GOAL ::
Rewrite the data with each "Select" changed to "Locate" and nothing else altered, leaving out the pictures.

============

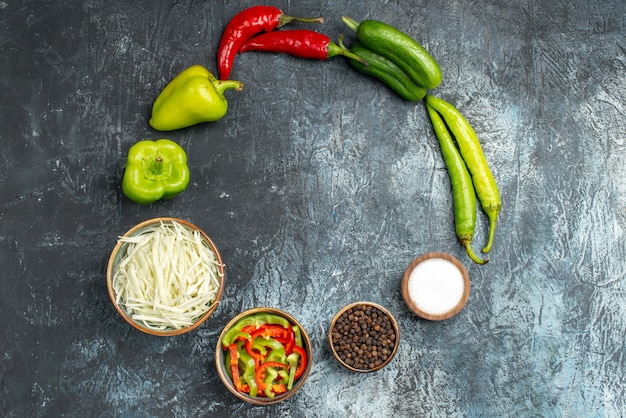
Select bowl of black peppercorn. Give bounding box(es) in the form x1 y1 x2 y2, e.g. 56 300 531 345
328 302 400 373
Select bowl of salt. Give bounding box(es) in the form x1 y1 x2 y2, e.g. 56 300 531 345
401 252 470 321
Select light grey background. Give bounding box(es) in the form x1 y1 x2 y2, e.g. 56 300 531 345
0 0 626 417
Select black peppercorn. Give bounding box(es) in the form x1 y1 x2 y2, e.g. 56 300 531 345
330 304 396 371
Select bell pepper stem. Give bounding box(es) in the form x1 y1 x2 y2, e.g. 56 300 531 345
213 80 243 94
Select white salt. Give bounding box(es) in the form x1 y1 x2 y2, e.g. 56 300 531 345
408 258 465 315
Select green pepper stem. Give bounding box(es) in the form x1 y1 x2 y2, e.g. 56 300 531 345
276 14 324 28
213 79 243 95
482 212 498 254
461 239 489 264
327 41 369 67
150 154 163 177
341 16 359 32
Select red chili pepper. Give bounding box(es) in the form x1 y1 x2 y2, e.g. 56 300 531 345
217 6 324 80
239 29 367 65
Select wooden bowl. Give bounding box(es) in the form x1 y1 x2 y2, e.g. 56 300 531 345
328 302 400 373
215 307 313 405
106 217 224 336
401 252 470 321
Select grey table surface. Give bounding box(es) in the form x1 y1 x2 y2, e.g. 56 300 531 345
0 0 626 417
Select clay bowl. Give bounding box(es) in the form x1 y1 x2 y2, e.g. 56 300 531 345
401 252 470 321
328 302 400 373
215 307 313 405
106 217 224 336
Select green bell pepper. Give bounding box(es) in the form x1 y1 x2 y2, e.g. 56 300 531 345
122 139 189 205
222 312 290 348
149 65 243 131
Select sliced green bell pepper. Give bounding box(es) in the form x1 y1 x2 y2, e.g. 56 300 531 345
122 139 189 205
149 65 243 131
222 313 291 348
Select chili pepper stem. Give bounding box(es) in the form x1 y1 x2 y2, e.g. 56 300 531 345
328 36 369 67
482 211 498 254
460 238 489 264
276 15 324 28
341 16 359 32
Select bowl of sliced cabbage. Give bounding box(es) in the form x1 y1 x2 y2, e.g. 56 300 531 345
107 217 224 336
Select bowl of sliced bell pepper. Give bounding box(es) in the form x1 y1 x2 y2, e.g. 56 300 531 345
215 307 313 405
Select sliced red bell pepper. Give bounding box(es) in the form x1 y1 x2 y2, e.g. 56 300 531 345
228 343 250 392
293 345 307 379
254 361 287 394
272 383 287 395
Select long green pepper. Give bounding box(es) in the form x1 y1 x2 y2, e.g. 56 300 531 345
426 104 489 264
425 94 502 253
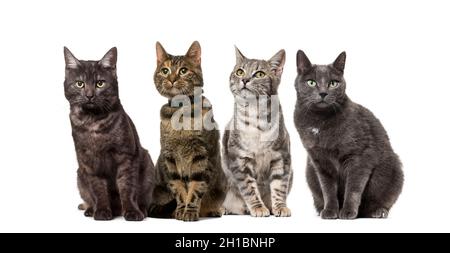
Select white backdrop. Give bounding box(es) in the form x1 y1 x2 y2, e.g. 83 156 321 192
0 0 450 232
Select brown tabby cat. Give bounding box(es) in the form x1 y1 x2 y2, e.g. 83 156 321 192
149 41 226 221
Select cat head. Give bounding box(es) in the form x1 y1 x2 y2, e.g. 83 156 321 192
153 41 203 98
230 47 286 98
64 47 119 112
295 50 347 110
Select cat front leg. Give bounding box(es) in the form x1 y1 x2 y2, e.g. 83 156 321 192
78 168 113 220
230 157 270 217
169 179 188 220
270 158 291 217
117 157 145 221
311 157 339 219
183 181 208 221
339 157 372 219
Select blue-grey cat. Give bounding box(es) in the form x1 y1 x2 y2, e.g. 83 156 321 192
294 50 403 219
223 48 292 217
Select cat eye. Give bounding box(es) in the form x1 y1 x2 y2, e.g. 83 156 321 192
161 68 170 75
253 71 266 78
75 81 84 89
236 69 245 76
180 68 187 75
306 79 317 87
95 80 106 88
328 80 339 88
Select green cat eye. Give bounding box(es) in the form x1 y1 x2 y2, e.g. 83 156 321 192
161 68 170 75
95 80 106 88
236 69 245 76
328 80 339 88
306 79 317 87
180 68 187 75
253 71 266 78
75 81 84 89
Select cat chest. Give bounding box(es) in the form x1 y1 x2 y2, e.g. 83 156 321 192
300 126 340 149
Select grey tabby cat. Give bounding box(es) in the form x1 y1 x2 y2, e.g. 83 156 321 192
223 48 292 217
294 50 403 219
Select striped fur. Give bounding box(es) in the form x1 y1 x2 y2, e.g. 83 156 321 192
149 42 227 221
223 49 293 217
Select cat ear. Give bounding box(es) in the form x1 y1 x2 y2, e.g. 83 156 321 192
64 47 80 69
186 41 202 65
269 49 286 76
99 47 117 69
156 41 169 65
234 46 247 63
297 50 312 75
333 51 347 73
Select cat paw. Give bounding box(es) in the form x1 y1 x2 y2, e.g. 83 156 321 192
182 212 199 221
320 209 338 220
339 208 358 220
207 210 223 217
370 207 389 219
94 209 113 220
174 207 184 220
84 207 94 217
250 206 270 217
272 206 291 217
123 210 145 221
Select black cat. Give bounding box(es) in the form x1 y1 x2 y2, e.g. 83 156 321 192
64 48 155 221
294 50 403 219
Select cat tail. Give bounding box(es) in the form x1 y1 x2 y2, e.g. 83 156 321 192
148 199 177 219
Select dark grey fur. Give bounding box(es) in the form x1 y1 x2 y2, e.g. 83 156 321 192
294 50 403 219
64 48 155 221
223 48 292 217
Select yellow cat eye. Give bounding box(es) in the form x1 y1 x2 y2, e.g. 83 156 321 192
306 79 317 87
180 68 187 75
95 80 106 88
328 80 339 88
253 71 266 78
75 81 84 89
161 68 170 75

============

WORKED SOLUTION ::
Locate bowl of black peppercorn. Give bounding box(es) in the form x1 y1 x2 y2, e.g. 56 300 531 345
328 302 400 373
Locate bowl of salt. Give bounding box(es) in the form x1 y1 x2 y2, e.g. 56 300 531 345
401 252 470 321
Locate light grey background. Give bounding box(es) in the form x1 y1 x2 y2, e.g. 56 300 531 345
0 0 626 417
Locate black peppercorn. Give bounding box(es) in the form x1 y1 x2 y2, e.g. 56 300 531 345
330 304 396 371
Locate bell pepper stem. Give bounding box(es) in the form x1 y1 x2 y2, e.g. 56 300 531 345
213 80 243 94
Locate white salt. Give bounding box(es) in the form x1 y1 x2 y2, e.g. 56 300 531 345
408 258 465 315
Locate green pepper stem. Give bounding box(es) in the form x1 y1 x2 y2, e.g. 56 300 531 345
276 14 324 28
213 79 243 95
482 212 498 254
461 239 489 264
327 41 369 67
150 154 163 177
341 16 359 32
Locate red chili pepper. Give bounding box(es) in the form x1 y1 x2 y2, e.g. 56 300 531 345
217 6 324 80
239 29 367 65
Locate wooden bowl. Give bounding box(es) in the form x1 y1 x2 y2, e.g. 56 300 531 345
328 302 400 373
215 307 313 405
106 217 224 336
401 252 470 321
Locate grey table surface. Give bounding box(es) in the form x1 y1 x2 y2, e.g. 56 300 531 345
0 0 626 417
Locate clay bowl. Give bounding box(es) in the form x1 y1 x2 y2, e.g. 56 300 531 345
401 252 470 321
328 302 400 373
215 307 313 405
106 217 224 336
Locate green bell pepper. Give bounding box(es) in the form x1 y1 x2 y2, e.g. 56 300 531 345
122 139 189 205
222 312 290 348
149 65 243 131
Locate sliced green bell pepper. Give bounding box(es) in the form x1 y1 x2 y2, e.g. 56 300 531 345
122 139 189 205
149 65 243 131
222 313 291 348
Locate chili pepper stem. Give bounding box(es) in the form x1 y1 x2 y2, e.g. 56 300 531 345
328 36 369 67
482 211 498 254
460 238 489 264
276 15 324 28
341 16 359 32
Locate bowl of sliced cabbage. Give bounding box(es) in the form x1 y1 x2 y2, e.g. 56 300 531 345
107 217 224 336
Locate bowl of sliced bell pepper. Give bounding box(es) in the form x1 y1 x2 y2, e.g. 56 300 531 345
215 307 313 405
Locate sliced red bell pepper. Give bounding box(es) in the form x1 y1 x2 y2, e.g. 56 300 531 345
228 343 250 392
293 345 307 379
254 361 287 394
272 383 287 395
Locate long green pepper. Give bounding box(es) in the form x1 y1 x2 y2, e.g. 56 300 531 345
426 104 489 264
425 94 502 253
Locate white backdrop. Give bounding box(es) in the form x1 y1 x2 y2, e.g. 83 156 321 192
0 0 450 232
Locate brown tabby cat. Give bounding box(es) in the form x1 y1 x2 y2, e.g. 83 156 321 192
149 41 226 221
Locate cat head. Give bounding box(es) in the form x1 y1 x2 y2, e.g. 83 156 321 192
153 41 203 98
230 47 286 98
64 47 119 112
295 50 347 110
Locate cat front leg. Give bounding box(es) in the form x1 y1 x2 y2, e.g. 83 156 321 192
78 168 113 220
230 157 270 217
169 179 188 220
270 158 291 217
117 157 145 221
311 157 339 219
183 181 208 221
339 157 372 219
Locate blue-grey cat. Give bounding box(es) in the form x1 y1 x2 y2, e.g. 83 156 321 192
294 50 403 219
223 48 292 217
Locate cat eye. Give bounding box(es) in the form x1 y1 x2 y2, e.g. 83 156 321 192
161 68 170 75
253 71 266 78
75 81 84 89
236 69 245 76
180 68 187 75
306 79 317 87
95 80 106 88
328 80 339 88
Locate green cat eye. Give bounding box(es) in the form x1 y1 x2 y2, e.g. 83 156 321 192
161 68 170 75
95 80 106 88
236 69 245 76
328 80 339 88
306 79 317 87
180 68 187 75
253 71 266 78
75 81 84 89
Locate cat chest. Give bounding box(es) in the form x1 y1 x2 y2, e.g. 83 156 321 192
300 126 340 149
Locate grey tabby cat. Give bounding box(es) in the form x1 y1 x2 y2, e.g. 83 156 321 192
223 48 292 217
294 50 403 219
Locate striped fur. Give bounding box(es) in the form x1 y1 x2 y2, e.g. 83 156 321 192
149 42 227 221
223 49 293 217
Locate cat ear. Give bounding box(es) in the form x1 y1 x2 y2, e.g. 83 156 321 192
64 47 80 69
186 41 202 65
269 49 286 76
99 47 117 69
156 41 169 65
234 46 247 63
297 50 312 75
333 51 347 73
Locate cat paw. Give bounding box(es) in the form x1 y1 x2 y2, e.g. 83 156 321 192
182 212 199 221
320 209 338 220
339 208 358 220
207 210 223 217
370 207 389 219
94 209 113 220
174 207 184 220
84 207 94 217
250 206 270 217
272 206 291 217
123 210 145 221
Locate black cat. Give bounding box(es) in the form x1 y1 x2 y2, e.g. 83 156 321 192
64 48 155 221
294 50 403 219
Locate cat tail. Give bounding box(es) in the form x1 y1 x2 y2, e.g. 83 156 321 192
148 199 177 219
Locate dark grey fur. Give bounding box(es) in the form x1 y1 x2 y2, e.g. 83 156 321 192
294 50 403 219
64 48 155 221
223 48 292 217
Locate yellow cat eye. Give bounding box(es) in the form x1 y1 x2 y2, e.g. 83 156 321 192
306 79 317 87
180 68 187 75
95 80 106 88
328 80 339 88
253 71 266 78
75 81 84 89
161 68 170 75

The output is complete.